[Given text]
☆ ☆ ☆ ☆
Interview with Dr. Armen Orujyan

Dr. Armen Orujyan
Photo courtesy of Athgo

Dr. Armen Orujyan is the founder and chairman of Athgo, an entrepreneurship platform that is in consultative status with the United Nations Economic and Social Council, U.N. Department of Public Information and the World Intellectual Property Organization. Athgo advances innovation ecosystems in Europe and Africa and has established recurring global innovation forums at the U.N. and World Bank. Orujyan earned his bachelor’s degree from the University of California, Los Angeles in 2000 and his doctorate degree from Claremont Graduate University in 2007. In 2017, Orujyan joined the Baker Institute’s Board of Advisors.

The McNair Center’s Diana Carranza recently interviewed Orujyan about his experience in social entrepreneurship.

What is your definition of Social Entrepreneurship?
I would characterize, albeit no longer classify, social entrepreneurship as building enterprises that create both financial wealth and communal value. The approach advances the idea that “doing good” and “doing well” can and should coexist. I just call it constructive entrepreneurship. Constructive entrepreneurs create short-term value through the provision of products and services, and long-term value through enterprise operations. Their activities incorporate two characteristics: positive net income (wealth creation) and positive net value (communal value creation). To be successful, constructive entrepreneurs expand performance criteria to measure and communicate both net income and net value.

How did you get involved in Social Entrepreneurship?
While in college after doing advisory work for U.S. political campaigns, including Vice President Gore’s Presidential run in 2000, I led a human rights movement that brought over 40,000 young people and concerned citizens onto the streets of Los Angeles. Leveraging the power of social media and the convening power of youth, the movement has since turned into an annual observance, attracting in effect of 160,000 people.

The experience of passionately following a vision and watching tens of thousands of people from all walks of life join to pursue a common objective was humbling and at the same time powerful and enlightening. I began seeing that with a slight push, direction and a compelling story, not only I, but also all individuals on the margins, especially young people, can realize their potential.

The success of the movement was emotionally gratifying and intellectually fulfilling, and it paved the way for my next phase in life. I wanted to do well in life by empowering young adults avoid many of my own past challenges and encourage and aid those with great ideas.

Athgothon 5 brought budding entrepreneurs and students from over 50 universities in 35 countries to the World Bank headquarters in Washington D.C. in 2013.
Photo courtesy of Athgo.

There are three ways of living: 1. Live aimlessly, 2. Live for a purpose and 3. Purposefully live. I went with number 3 and founded Athgo as a nonprofit that provided a stage for young people pursuing common objectives but lacking direction, access or means.

We launched with a small program at UCLA with 20 students, but Athgo quickly evolved into a global entrepreneurial platform powered by a proprietary quantitative behavioral framework and with recurring Innovation Forums at the United Nations and the World Bank headquarters as well as in Europe and Africa.

Over the years, the Organization, has provided intellectual, networking and financial opportunities to over 10,000 young adults from over 600 universities in 80 countries while building support from Fortune 100 firms and cultivating partnerships with leading academic institutions and the United Nations system.

What are the current misconceptions about Social Entrepreneurship? For example, there is a general association of the term social with not-for-profit startups.
☆ ☆ ☆ ☆
[Work request 1]
What does the interview with Dr. Armen Orujyan say on each of these points?
(a) In what year did Orujyan earn his doctorate, and from which school?
(b) How many students took part in the small program at UCLA that Athgo launched with?
(c) How many young people and concerned citizens did the human rights movement bring onto the streets of Los Angeles?
[Work request 2]
Does the interview with Dr. Armen Orujyan support each statement below? Answer yes or no, and quote the words that decide it.
(a) Orujyan joined the Baker Institute's Board of Advisors in 2017.
(b) Athgo was founded as a for-profit company.
(c) Athgothon 5 was held at United Nations headquarters.
[Work request 3] Can you carry on the interview with Dr. Armen Orujyan past its final line?

[Source material]
☆ ☆ ☆ ☆
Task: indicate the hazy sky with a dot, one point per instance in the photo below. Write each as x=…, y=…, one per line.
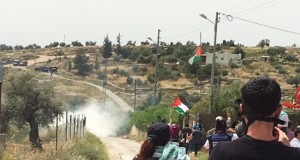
x=44, y=21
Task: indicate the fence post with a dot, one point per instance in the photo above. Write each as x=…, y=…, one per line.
x=70, y=132
x=84, y=123
x=56, y=130
x=66, y=126
x=74, y=120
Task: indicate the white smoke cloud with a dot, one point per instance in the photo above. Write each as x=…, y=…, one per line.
x=103, y=119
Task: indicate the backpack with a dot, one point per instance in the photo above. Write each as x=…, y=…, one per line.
x=218, y=137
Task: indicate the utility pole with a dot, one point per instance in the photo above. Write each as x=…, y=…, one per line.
x=156, y=59
x=134, y=101
x=213, y=64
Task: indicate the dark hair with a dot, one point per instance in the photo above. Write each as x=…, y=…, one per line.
x=262, y=95
x=220, y=125
x=297, y=131
x=146, y=151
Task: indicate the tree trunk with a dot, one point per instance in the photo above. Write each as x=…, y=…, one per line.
x=34, y=132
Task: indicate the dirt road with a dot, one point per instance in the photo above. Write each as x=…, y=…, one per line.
x=117, y=148
x=120, y=149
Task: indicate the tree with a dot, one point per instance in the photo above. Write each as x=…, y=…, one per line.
x=294, y=81
x=119, y=48
x=239, y=50
x=81, y=63
x=29, y=101
x=263, y=43
x=107, y=48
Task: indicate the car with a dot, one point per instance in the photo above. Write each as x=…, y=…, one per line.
x=23, y=63
x=16, y=62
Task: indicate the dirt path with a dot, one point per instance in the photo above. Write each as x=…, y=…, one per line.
x=120, y=149
x=117, y=148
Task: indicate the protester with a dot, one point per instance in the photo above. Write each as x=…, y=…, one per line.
x=260, y=107
x=295, y=142
x=290, y=132
x=186, y=132
x=196, y=139
x=174, y=130
x=285, y=118
x=157, y=146
x=219, y=135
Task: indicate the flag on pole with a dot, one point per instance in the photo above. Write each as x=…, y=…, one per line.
x=180, y=105
x=197, y=56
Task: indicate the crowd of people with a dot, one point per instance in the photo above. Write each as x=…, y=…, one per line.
x=264, y=132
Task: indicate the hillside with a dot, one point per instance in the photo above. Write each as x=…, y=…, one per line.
x=118, y=69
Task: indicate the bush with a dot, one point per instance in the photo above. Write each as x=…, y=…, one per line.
x=129, y=80
x=122, y=72
x=101, y=76
x=117, y=59
x=116, y=70
x=90, y=148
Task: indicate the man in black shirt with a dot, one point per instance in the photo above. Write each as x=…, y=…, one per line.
x=260, y=106
x=185, y=134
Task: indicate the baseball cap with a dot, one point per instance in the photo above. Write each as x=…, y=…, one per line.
x=219, y=118
x=284, y=117
x=159, y=133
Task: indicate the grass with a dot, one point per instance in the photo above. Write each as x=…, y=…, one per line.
x=200, y=156
x=88, y=148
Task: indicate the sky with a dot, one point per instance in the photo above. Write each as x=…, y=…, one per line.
x=25, y=22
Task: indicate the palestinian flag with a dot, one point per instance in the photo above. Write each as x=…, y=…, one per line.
x=180, y=105
x=197, y=56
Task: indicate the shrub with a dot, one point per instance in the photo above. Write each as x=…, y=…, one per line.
x=117, y=59
x=129, y=80
x=101, y=76
x=122, y=72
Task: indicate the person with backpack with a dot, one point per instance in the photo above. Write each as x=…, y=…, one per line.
x=219, y=135
x=158, y=145
x=260, y=106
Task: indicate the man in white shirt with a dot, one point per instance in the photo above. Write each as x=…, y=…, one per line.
x=295, y=142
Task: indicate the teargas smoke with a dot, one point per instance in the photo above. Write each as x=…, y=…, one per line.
x=103, y=119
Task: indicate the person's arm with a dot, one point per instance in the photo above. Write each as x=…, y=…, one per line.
x=205, y=147
x=282, y=137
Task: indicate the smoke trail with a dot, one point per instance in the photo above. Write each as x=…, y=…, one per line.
x=103, y=119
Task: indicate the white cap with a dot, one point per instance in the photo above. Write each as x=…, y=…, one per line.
x=219, y=118
x=283, y=116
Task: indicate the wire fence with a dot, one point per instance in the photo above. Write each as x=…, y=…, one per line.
x=70, y=127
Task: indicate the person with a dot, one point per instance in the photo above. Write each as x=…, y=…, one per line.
x=260, y=106
x=290, y=132
x=219, y=135
x=174, y=130
x=186, y=136
x=196, y=138
x=295, y=142
x=285, y=118
x=158, y=145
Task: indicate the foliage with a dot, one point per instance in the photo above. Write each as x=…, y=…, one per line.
x=107, y=48
x=129, y=80
x=90, y=148
x=23, y=94
x=142, y=118
x=206, y=72
x=294, y=81
x=291, y=58
x=276, y=51
x=239, y=50
x=76, y=43
x=81, y=63
x=263, y=43
x=225, y=97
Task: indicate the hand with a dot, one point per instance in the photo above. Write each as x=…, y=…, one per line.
x=282, y=137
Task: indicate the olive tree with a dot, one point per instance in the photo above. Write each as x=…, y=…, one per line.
x=31, y=102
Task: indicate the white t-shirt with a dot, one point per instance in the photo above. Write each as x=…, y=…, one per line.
x=295, y=142
x=234, y=137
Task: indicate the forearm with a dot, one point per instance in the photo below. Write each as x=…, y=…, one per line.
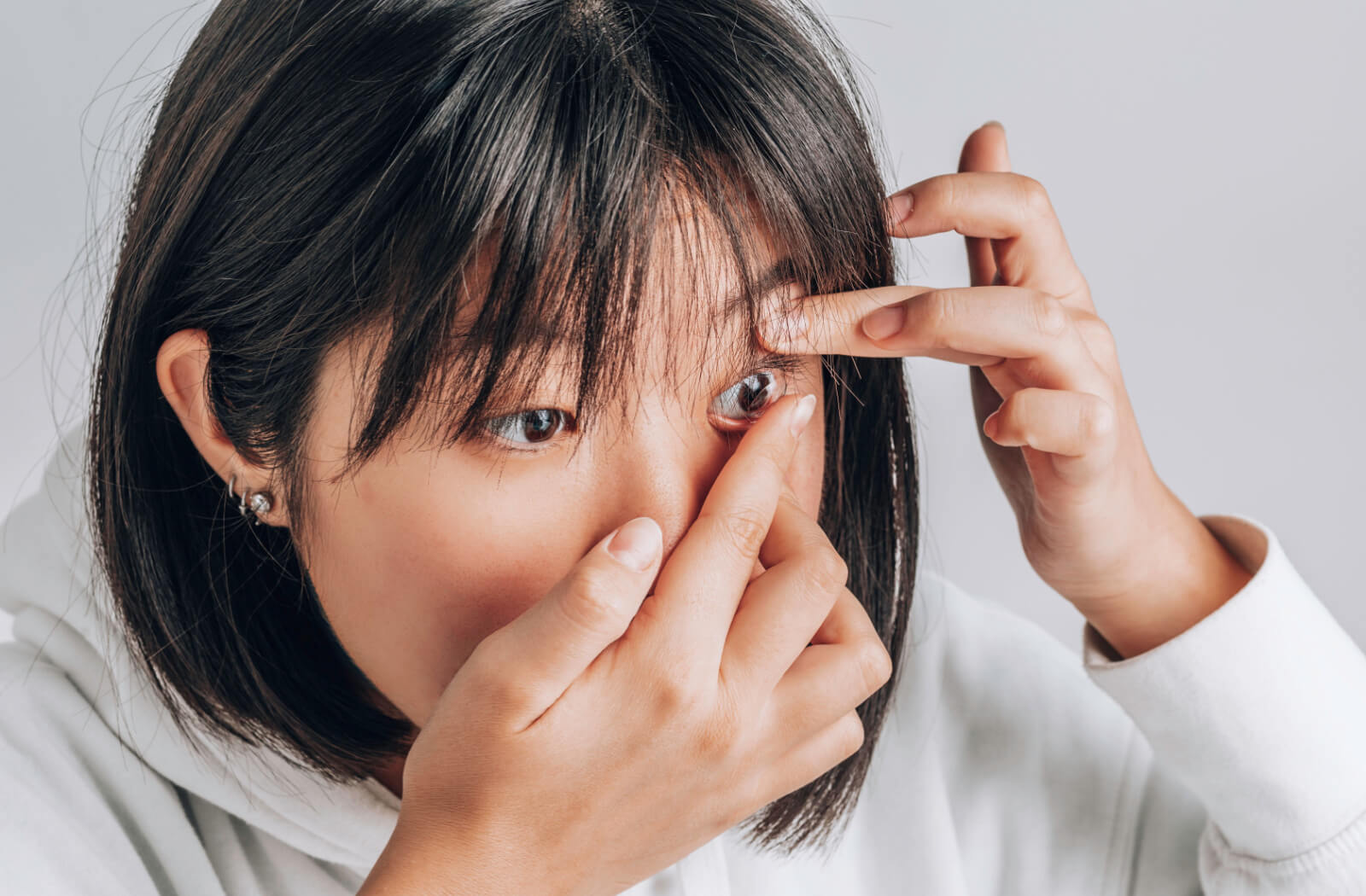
x=1192, y=577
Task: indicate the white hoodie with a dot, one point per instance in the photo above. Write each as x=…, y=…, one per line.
x=1007, y=765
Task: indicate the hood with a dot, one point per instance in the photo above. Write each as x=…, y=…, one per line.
x=61, y=608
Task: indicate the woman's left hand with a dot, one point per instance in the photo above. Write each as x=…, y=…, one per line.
x=1096, y=521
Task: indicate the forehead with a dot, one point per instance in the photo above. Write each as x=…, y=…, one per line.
x=692, y=298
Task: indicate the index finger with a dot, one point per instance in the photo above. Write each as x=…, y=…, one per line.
x=832, y=324
x=701, y=585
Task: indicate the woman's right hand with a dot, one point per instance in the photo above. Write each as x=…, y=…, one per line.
x=601, y=736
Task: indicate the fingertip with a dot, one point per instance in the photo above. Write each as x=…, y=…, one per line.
x=637, y=544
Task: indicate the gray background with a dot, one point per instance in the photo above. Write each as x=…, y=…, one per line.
x=1204, y=160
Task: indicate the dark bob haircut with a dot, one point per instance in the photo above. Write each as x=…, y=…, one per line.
x=325, y=170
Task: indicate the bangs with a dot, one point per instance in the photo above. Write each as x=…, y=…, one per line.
x=551, y=209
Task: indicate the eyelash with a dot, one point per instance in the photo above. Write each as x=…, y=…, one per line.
x=488, y=428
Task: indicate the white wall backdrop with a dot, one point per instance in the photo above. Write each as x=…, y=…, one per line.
x=1204, y=159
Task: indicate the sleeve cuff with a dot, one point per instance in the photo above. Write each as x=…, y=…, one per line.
x=1260, y=707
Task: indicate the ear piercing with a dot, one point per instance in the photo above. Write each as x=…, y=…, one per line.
x=259, y=503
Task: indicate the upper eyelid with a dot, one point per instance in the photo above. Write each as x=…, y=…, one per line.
x=765, y=361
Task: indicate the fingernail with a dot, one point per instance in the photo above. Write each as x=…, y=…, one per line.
x=901, y=207
x=803, y=414
x=637, y=544
x=785, y=329
x=884, y=321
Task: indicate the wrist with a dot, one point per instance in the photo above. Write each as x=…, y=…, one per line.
x=1188, y=581
x=418, y=864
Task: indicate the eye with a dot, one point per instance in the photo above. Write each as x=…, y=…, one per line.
x=528, y=428
x=748, y=399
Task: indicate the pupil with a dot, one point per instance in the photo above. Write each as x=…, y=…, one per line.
x=543, y=425
x=751, y=398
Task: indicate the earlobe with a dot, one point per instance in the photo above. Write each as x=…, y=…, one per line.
x=182, y=364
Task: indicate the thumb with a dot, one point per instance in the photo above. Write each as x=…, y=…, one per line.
x=550, y=645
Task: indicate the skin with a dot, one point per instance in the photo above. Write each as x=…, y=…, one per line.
x=1055, y=420
x=413, y=581
x=413, y=578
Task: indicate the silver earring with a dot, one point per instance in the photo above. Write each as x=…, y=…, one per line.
x=260, y=502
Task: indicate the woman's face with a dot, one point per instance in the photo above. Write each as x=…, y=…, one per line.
x=423, y=552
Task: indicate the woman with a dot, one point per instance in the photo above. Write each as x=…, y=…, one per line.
x=451, y=527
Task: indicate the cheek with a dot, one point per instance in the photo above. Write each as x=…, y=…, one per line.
x=423, y=561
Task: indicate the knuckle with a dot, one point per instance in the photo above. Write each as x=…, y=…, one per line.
x=1036, y=197
x=719, y=734
x=1051, y=318
x=940, y=311
x=591, y=604
x=674, y=698
x=851, y=734
x=744, y=529
x=826, y=567
x=1097, y=335
x=1097, y=420
x=876, y=664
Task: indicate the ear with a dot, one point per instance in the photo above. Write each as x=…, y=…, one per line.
x=181, y=372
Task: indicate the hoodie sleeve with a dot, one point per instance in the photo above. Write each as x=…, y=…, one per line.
x=1258, y=711
x=73, y=800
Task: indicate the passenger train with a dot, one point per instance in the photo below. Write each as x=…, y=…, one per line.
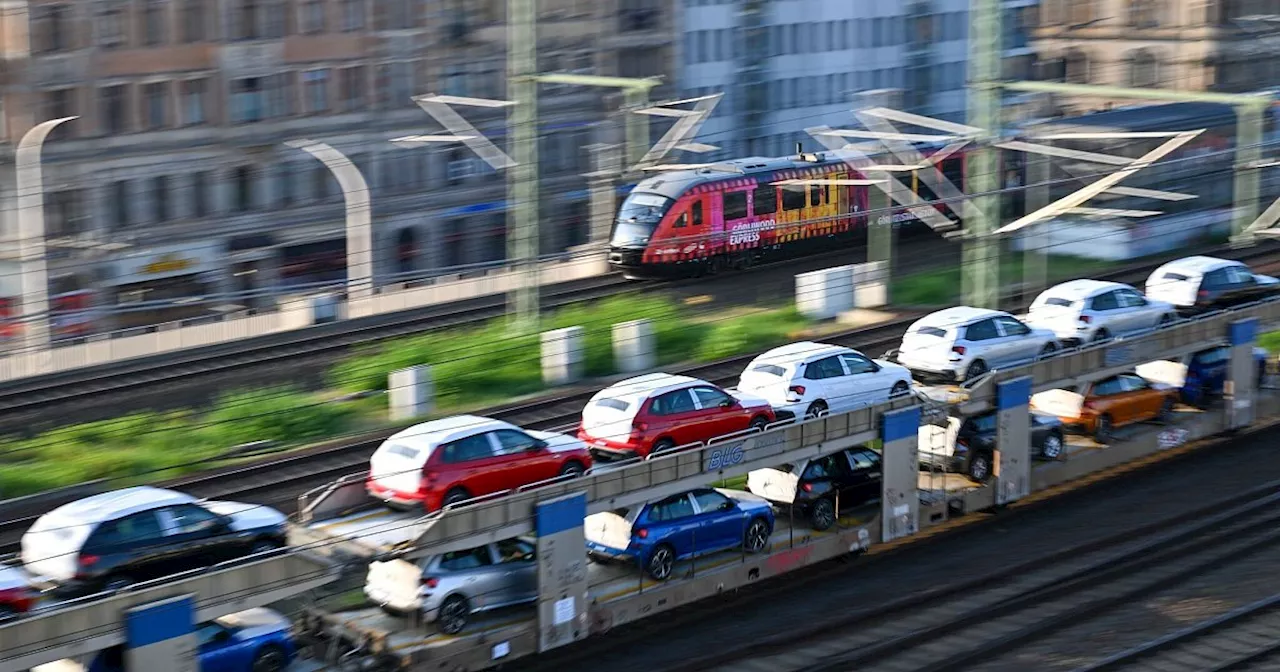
x=732, y=214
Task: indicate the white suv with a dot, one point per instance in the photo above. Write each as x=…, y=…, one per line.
x=1082, y=311
x=961, y=343
x=807, y=379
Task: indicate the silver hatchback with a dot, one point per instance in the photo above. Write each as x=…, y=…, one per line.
x=449, y=588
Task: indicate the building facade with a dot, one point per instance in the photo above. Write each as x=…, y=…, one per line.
x=1188, y=45
x=789, y=64
x=184, y=105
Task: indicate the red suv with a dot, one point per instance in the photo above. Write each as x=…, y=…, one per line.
x=661, y=411
x=456, y=458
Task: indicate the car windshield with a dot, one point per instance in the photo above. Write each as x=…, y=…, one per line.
x=639, y=218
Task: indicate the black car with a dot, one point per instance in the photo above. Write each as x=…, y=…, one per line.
x=115, y=539
x=817, y=487
x=974, y=448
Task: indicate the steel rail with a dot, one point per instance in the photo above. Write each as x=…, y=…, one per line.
x=278, y=480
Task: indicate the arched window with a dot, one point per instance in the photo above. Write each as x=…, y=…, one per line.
x=1077, y=67
x=1142, y=13
x=1142, y=69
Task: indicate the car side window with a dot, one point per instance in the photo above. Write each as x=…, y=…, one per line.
x=472, y=558
x=511, y=442
x=1105, y=301
x=709, y=501
x=136, y=529
x=187, y=519
x=680, y=401
x=711, y=397
x=864, y=460
x=823, y=369
x=467, y=449
x=515, y=551
x=982, y=330
x=672, y=508
x=856, y=364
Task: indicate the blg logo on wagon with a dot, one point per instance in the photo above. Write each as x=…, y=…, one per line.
x=721, y=456
x=749, y=232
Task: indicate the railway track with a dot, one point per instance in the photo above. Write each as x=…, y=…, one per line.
x=974, y=620
x=278, y=480
x=1243, y=639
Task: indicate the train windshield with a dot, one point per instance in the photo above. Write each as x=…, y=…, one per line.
x=639, y=218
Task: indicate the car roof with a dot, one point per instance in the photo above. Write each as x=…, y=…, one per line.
x=447, y=429
x=649, y=385
x=803, y=351
x=1083, y=288
x=1197, y=265
x=956, y=316
x=118, y=503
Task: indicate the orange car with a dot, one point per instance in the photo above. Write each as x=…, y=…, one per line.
x=1109, y=403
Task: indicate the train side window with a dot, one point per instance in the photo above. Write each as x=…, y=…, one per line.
x=766, y=200
x=735, y=205
x=792, y=199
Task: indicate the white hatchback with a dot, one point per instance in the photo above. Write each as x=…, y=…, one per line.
x=961, y=343
x=1082, y=311
x=807, y=379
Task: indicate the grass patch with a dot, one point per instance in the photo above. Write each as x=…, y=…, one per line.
x=471, y=368
x=942, y=287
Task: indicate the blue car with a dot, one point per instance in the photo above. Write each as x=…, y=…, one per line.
x=1200, y=376
x=698, y=522
x=254, y=640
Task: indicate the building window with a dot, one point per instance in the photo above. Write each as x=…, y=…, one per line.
x=312, y=17
x=247, y=105
x=352, y=16
x=316, y=86
x=200, y=195
x=160, y=197
x=1077, y=65
x=49, y=27
x=158, y=103
x=110, y=27
x=193, y=22
x=154, y=23
x=120, y=202
x=352, y=85
x=1142, y=69
x=246, y=19
x=193, y=92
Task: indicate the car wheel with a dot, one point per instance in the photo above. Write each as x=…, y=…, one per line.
x=1102, y=433
x=456, y=496
x=572, y=469
x=757, y=536
x=455, y=613
x=979, y=467
x=118, y=583
x=269, y=658
x=1052, y=447
x=822, y=515
x=662, y=562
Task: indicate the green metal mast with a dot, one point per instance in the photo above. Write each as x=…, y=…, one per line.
x=979, y=283
x=522, y=215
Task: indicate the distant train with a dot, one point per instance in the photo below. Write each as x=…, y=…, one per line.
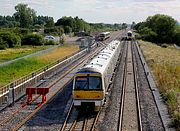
x=103, y=36
x=91, y=81
x=129, y=35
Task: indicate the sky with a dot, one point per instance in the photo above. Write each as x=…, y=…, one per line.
x=96, y=11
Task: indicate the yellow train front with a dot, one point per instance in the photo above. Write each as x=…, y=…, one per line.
x=88, y=89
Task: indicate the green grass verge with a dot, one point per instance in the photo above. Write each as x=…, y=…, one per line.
x=165, y=66
x=13, y=53
x=18, y=69
x=24, y=67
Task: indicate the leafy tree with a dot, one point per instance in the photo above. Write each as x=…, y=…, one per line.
x=11, y=39
x=148, y=34
x=33, y=39
x=24, y=15
x=67, y=29
x=3, y=44
x=163, y=26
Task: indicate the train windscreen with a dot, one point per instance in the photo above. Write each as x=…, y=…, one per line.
x=88, y=83
x=129, y=34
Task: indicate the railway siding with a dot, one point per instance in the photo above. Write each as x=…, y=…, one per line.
x=130, y=117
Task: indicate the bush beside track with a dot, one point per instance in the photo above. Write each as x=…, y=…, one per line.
x=165, y=65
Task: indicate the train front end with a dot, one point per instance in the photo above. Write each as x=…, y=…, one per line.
x=88, y=90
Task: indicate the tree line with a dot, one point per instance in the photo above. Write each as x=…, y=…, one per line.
x=159, y=29
x=17, y=30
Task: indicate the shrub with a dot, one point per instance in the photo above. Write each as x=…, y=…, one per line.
x=49, y=42
x=164, y=45
x=148, y=34
x=11, y=39
x=33, y=39
x=3, y=44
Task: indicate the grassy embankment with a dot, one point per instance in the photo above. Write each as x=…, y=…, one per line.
x=13, y=53
x=165, y=65
x=26, y=66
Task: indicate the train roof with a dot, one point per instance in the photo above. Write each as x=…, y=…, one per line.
x=105, y=33
x=129, y=31
x=101, y=61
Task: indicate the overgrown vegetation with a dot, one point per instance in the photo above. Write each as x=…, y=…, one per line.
x=23, y=67
x=13, y=53
x=159, y=29
x=165, y=64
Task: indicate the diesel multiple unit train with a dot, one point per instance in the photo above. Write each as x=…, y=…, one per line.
x=92, y=80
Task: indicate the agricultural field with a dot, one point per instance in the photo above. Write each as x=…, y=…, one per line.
x=165, y=66
x=25, y=66
x=13, y=53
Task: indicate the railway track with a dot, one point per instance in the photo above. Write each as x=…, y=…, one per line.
x=20, y=113
x=129, y=111
x=80, y=120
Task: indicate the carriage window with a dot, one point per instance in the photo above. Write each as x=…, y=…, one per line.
x=88, y=83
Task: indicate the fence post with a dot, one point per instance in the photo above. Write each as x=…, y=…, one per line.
x=11, y=94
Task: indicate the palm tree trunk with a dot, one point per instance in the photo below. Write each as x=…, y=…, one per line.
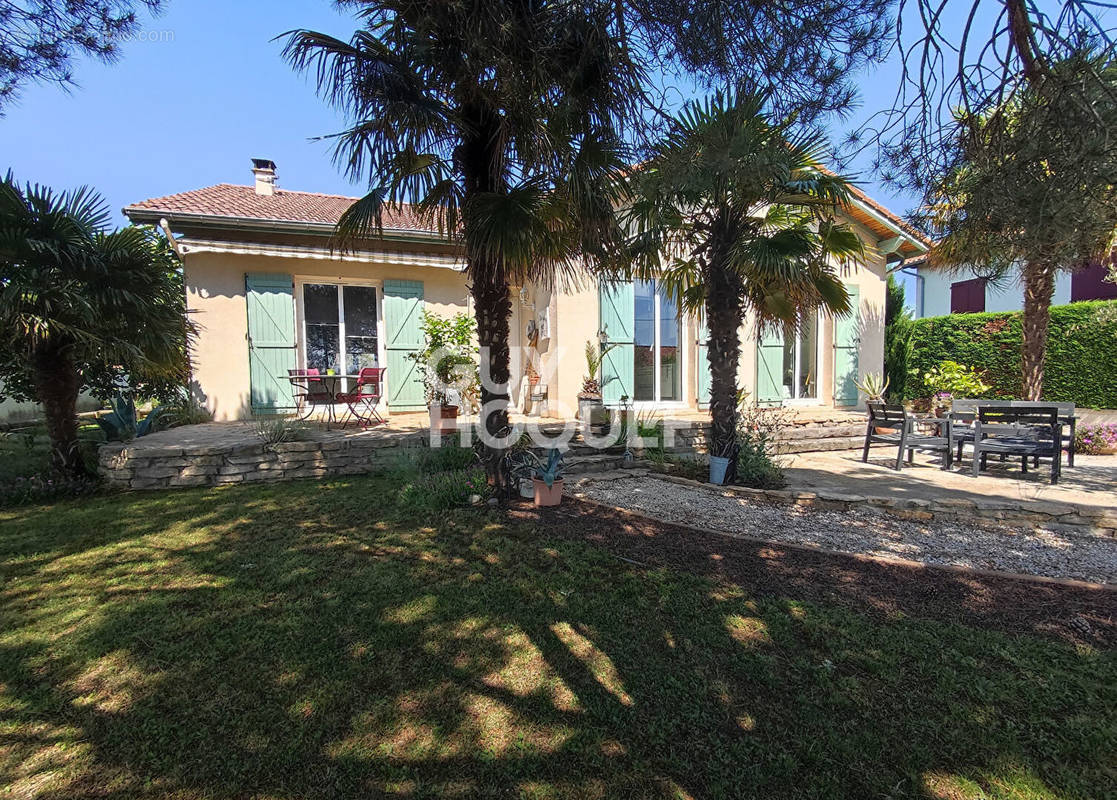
x=724, y=315
x=1039, y=289
x=57, y=383
x=493, y=307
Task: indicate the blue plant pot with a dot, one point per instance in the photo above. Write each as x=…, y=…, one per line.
x=718, y=467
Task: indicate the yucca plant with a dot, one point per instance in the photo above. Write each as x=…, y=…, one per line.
x=594, y=355
x=78, y=303
x=500, y=122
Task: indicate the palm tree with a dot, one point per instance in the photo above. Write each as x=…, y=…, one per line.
x=77, y=301
x=500, y=121
x=1031, y=191
x=733, y=212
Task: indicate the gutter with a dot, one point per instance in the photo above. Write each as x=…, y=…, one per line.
x=274, y=226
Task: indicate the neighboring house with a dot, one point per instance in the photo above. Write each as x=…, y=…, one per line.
x=269, y=295
x=939, y=293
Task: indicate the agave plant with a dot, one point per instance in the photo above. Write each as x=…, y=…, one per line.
x=121, y=424
x=594, y=355
x=874, y=386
☆ ☆ ☆ ☆
[Reply 1]
(a) 2007, from Claremont Graduate University.
(b) 20 students.
(c) Over 40,000.

[Reply 2]
(a) Yes: "In 2017, Orujyan joined the Baker Institute’s Board of Advisors."
(b) No: "founded Athgo as a nonprofit"
(c) No: "to the World Bank headquarters in Washington D.C. in 2013"

[Reply 3]
This is one of the reasons why I stopped using ‘social’ and instead use ‘constructive’ to classify our work. Constructive enterprises produce both positive net-income and positive net-value, whereas nonprofits are not structured to be profitable, essentially relying on donors’ buy-in to be successful.

What are the current main areas of focus and challenges for social ventures?
The challenge becomes incorporating both of these features, net-income and positive net-value, into project and management performance measures. While each constructive enterprise must create financial success and communal value, there are varying definitions and varying degrees.

In the case of not-for-profit ventures, how can success be measured?
The nonprofits predominately focus on producing social impact at all costs, as long as it is within the allocated budget. The concern with this is that the budget allocations for many of these initiatives are done subjectively rather than based on deep market analysis. The question has been whether the efforts of the nonprofits are established based on a ‘need’ or a ‘desire’ of the organization to produce the value.

How can ecosystems address the need of social entrepreneurs?
In order to successfully execute constructive enterprises, there must be an effective management reward structure that incorporates both communal value and financial success. Without clear definitions of how performance will be measured, management will be conflicted between competing goals.

Existing performance measures do not always support this enterprise type. Attempting to create a management reward system based on blended return without performance measures can lead to conflicting goals, which will threaten viability and undermine long-term stability.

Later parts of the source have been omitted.